Texto de lectura:

Por Rebeca Monsalve
En diciembre de 1902, 20 buques de Alemania, Inglaterra e Italia en conjunto bloquearon la salida al mar de Venezuela como mecanismo de presión para que el gobierno de Cipriano Castro pagara la deuda externa que contrajeron gobiernos anteriores.
La transgresión se extendió hasta febrero de 1903, cuando Estados Unidos intervino en la escena para servir de “mediador” entre las partes y llegar a un acuerdo que disolviera la amenaza de una intervención de las potencias extranjeras en territorio venezolano.
Traemos a colación esta parte de nuestra historia luego de que, desde los Estados Unidos, sugirieran un bloqueo naval contra Venezuela luego de las fallidas estrategias llevadas a cabo por el antichavismo nacional e internacional por derrocar al presidente Nicolás Maduro y comenzar una guerra fratricida.
¿Qué desencadenó el incumplimiento del pago de la deuda extranjera?

Tareas por realizar:
(A) Responda, según el texto sobre el bloqueo naval a Venezuela de 1902, estas preguntas:
(i) ¿Cuántos buques bloquearon la salida al mar de Venezuela en diciembre de 1902?
(ii) ¿Hasta qué mes y año se extendió la transgresión?
(iii) ¿Qué país intervino para servir de “mediador” entre las partes?
(B) Extraiga del texto sobre el bloqueo naval a Venezuela de 1902, sin alteración alguna, el fragmento que se inicia con las palabras "Traemos a colación" y concluye con "la deuda extranjera?".
(C) Prosiga el texto sobre el bloqueo naval a Venezuela de 1902 a partir de la pregunta con la que termina.
El material que aparece a continuación no es necesario para resolver nada de lo que se pide.

Extractos del material:

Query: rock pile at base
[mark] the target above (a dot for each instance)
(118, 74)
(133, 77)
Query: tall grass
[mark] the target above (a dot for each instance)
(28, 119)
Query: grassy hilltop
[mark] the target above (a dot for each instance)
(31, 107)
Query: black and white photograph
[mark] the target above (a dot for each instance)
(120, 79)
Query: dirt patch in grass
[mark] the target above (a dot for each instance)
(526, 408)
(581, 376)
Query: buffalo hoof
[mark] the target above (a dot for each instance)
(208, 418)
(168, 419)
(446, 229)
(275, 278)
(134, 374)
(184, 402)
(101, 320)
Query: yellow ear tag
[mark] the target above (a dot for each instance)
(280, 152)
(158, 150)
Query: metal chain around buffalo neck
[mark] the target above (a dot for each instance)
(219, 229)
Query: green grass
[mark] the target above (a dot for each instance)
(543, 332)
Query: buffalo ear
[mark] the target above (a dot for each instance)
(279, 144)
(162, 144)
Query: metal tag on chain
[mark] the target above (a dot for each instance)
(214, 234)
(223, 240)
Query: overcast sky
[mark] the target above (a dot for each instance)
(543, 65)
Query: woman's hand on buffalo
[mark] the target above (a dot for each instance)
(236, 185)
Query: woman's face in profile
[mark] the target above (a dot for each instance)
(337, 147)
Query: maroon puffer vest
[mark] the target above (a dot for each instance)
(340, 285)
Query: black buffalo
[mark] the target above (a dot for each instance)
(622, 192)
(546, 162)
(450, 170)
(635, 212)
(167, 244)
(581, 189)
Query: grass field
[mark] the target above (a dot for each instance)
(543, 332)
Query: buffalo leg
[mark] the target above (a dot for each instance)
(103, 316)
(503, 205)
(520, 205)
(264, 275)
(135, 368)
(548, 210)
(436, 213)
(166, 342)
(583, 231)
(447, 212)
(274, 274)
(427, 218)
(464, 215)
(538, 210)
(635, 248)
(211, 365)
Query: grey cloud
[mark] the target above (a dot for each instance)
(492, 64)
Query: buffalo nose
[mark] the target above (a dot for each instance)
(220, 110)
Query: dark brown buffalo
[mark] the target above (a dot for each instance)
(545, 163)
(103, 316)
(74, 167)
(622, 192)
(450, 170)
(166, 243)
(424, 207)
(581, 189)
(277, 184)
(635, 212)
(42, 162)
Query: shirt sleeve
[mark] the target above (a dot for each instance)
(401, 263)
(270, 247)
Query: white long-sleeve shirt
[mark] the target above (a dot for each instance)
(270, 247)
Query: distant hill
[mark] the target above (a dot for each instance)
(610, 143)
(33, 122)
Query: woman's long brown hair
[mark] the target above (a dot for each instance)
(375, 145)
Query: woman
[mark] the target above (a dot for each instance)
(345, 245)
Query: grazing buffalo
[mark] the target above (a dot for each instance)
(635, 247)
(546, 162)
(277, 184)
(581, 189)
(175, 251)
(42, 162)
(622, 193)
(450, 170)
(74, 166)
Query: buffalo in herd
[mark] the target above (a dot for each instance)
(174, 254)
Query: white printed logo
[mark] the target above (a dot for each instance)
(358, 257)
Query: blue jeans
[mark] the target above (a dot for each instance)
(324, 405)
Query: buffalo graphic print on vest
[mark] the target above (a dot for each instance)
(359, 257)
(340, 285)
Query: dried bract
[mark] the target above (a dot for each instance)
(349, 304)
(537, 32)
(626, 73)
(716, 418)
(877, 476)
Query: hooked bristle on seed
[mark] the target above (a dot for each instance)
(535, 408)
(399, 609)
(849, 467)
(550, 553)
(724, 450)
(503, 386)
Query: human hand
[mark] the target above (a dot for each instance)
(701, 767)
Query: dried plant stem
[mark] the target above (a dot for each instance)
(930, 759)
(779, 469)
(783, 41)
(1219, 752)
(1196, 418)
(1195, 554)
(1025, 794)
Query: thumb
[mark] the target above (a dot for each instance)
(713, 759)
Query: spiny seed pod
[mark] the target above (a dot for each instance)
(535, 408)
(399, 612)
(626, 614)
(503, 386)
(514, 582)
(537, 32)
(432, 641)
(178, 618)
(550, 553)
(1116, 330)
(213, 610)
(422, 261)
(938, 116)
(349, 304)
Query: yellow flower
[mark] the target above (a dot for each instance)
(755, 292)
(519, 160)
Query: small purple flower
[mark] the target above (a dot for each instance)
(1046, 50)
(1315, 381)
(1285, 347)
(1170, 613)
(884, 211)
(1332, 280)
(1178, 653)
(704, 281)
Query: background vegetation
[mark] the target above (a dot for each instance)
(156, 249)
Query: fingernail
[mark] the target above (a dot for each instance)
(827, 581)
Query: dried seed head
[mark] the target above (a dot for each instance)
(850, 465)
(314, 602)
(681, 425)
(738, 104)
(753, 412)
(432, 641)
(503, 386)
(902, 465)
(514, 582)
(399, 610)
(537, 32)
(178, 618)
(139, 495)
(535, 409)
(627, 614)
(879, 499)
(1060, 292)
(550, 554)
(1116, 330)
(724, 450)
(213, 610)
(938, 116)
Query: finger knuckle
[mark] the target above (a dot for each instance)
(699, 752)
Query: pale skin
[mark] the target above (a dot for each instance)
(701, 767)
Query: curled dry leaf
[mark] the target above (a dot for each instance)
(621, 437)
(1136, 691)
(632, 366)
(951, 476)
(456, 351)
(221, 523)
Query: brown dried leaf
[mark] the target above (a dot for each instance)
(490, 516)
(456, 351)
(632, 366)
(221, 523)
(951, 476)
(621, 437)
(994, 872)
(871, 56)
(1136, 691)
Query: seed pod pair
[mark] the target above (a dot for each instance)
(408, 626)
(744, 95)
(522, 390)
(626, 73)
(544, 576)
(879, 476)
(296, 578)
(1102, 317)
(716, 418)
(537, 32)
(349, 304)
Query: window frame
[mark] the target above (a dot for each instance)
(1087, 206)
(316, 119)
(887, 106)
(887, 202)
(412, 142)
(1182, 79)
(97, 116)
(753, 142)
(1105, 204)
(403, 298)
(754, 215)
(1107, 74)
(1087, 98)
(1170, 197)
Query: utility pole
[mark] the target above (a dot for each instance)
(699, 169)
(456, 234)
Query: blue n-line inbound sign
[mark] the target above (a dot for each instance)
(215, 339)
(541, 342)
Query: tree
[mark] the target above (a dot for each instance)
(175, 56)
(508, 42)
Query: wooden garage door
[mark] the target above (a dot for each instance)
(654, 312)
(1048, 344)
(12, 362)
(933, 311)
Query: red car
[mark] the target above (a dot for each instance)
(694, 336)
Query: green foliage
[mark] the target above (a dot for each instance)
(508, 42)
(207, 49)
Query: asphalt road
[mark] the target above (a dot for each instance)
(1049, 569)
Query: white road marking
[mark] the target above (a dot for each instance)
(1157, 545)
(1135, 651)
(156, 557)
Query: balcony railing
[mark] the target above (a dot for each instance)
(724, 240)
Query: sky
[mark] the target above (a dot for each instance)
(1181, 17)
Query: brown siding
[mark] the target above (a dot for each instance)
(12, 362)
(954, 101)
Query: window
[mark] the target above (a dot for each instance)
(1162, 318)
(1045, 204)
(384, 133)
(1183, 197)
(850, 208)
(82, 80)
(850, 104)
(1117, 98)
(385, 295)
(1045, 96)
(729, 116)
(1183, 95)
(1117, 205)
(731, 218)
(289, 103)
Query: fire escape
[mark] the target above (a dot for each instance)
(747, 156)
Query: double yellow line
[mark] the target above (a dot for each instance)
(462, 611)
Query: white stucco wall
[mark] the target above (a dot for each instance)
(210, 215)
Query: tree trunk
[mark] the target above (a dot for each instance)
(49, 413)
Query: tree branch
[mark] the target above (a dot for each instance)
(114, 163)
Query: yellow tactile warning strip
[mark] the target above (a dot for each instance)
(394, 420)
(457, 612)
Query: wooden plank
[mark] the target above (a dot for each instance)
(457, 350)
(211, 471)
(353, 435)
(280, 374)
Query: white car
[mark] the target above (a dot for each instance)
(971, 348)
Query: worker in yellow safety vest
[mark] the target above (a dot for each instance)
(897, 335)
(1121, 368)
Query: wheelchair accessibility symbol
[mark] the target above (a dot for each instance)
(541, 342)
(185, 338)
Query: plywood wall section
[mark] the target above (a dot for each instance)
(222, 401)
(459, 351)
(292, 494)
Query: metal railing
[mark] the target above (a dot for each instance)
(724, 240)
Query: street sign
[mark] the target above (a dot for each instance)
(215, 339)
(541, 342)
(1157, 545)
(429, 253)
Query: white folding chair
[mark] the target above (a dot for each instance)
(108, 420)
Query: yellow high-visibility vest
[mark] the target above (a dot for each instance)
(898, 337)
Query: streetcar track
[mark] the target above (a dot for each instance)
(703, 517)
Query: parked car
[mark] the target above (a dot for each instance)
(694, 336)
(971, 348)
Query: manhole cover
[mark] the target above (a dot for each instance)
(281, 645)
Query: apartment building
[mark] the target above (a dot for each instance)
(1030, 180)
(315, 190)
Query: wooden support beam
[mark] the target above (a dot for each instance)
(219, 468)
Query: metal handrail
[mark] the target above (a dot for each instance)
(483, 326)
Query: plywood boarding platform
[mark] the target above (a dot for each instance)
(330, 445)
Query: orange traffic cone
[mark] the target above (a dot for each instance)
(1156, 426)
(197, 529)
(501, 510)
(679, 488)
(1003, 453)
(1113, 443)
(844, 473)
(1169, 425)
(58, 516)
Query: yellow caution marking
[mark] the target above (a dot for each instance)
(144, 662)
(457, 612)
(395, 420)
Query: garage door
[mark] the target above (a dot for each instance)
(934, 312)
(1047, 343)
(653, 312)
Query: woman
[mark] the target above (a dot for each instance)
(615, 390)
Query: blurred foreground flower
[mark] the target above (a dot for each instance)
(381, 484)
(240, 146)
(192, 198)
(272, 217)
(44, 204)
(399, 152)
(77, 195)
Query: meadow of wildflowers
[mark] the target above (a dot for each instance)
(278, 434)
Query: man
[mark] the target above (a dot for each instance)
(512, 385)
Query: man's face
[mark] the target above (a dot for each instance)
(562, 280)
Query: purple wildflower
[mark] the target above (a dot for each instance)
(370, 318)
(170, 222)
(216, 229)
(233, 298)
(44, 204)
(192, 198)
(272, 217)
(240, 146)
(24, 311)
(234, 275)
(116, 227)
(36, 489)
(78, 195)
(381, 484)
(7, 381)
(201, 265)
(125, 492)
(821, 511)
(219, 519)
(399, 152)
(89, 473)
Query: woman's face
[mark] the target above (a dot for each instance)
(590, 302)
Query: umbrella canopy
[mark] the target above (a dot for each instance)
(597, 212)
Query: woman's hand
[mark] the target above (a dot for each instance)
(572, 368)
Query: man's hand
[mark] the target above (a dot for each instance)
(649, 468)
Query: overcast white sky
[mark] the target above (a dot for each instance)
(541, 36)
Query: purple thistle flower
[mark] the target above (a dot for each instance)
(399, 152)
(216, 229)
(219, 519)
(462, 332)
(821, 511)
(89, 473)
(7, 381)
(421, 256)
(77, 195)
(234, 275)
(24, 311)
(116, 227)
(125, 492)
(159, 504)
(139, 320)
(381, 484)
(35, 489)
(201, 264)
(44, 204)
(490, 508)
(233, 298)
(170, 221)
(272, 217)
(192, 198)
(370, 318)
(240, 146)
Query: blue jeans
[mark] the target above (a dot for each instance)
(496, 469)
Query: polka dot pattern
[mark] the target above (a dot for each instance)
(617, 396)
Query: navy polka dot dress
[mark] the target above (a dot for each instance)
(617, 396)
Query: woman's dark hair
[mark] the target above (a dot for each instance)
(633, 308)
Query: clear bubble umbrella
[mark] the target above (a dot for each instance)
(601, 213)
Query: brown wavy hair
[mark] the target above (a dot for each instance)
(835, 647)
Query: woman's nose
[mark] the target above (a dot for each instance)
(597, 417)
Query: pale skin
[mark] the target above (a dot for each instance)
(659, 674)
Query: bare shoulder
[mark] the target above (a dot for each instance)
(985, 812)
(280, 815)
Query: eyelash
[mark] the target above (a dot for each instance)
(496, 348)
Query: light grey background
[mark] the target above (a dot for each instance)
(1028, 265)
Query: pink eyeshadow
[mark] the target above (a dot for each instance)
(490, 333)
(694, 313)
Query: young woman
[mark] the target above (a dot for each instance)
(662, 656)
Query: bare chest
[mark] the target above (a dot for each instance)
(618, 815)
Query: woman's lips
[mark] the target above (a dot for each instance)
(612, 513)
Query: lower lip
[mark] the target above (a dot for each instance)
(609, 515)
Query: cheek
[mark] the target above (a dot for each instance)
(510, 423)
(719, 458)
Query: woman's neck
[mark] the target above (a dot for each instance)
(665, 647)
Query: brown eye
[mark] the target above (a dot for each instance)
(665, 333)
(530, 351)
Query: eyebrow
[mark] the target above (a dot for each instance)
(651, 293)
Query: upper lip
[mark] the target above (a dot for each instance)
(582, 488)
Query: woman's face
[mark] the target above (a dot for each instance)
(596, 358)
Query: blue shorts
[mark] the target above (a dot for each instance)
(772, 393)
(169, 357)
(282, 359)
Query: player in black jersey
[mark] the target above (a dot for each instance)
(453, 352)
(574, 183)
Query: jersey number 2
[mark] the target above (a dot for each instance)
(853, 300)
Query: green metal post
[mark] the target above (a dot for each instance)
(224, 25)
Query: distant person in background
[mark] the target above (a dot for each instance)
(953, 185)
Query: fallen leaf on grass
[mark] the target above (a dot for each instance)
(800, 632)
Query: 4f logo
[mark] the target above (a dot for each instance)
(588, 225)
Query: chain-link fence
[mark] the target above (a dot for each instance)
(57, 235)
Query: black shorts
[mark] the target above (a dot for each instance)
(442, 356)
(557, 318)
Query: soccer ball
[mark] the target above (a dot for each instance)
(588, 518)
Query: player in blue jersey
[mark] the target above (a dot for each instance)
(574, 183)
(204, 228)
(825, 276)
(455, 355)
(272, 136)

Respuestas por tarea:
(A)
(i) 20 buques.
(ii) Hasta febrero de 1903.
(iii) Estados Unidos.

(B)
Traemos a colación esta parte de nuestra historia luego de que, desde los Estados Unidos, sugirieran un bloqueo naval contra Venezuela luego de las fallidas estrategias llevadas a cabo por el antichavismo nacional e internacional por derrocar al presidente Nicolás Maduro y comenzar una guerra fratricida.
¿Qué desencadenó el incumplimiento del pago de la deuda extranjera?

(C)
El comienzo del siglo XX recibía a una Venezuela con una profunda crisis estructural. A las guerras que dieron paso al nacimiento de la República, le siguieron décadas de constantes enfrentamientos entre caudillos y guerras campesinas, lo que no permitía un mínimo de gobernabilidad política.
El sector económico, por su parte, basado exclusivamente en la exportación de café y en menor proporción el cacao, era vulnerable a la dinámica del mercado capitalista global, y la disminución de los precios de materia prima afectaba sensiblemente a la estructura monoproductora del país.
En 1899 había declinado el precio del café en un 40% en el mercado internacional, mientras que la producción nacional también mermaba, lo que reducía la valorización del producto en un 46%.
A su vez, las débiles políticas fiscales junto con una mala administración de los recursos incidieron en la precarización de la situación. El financiamiento de las guerras tomaban buena parte de los ingresos, siendo insuficientes para cubrir el resto de los gastos del Estado. En este sentido, se hizo recurrente la solicitud de ayuda financiera externa, que se convirtió en un instrumento con el cual se honraban deudas adquiridas anteriormente y se le inyectaba recursos a los múltiples alzamientos y revueltas de la época desencadenados por proyectos políticos personales de los caudillos de turno.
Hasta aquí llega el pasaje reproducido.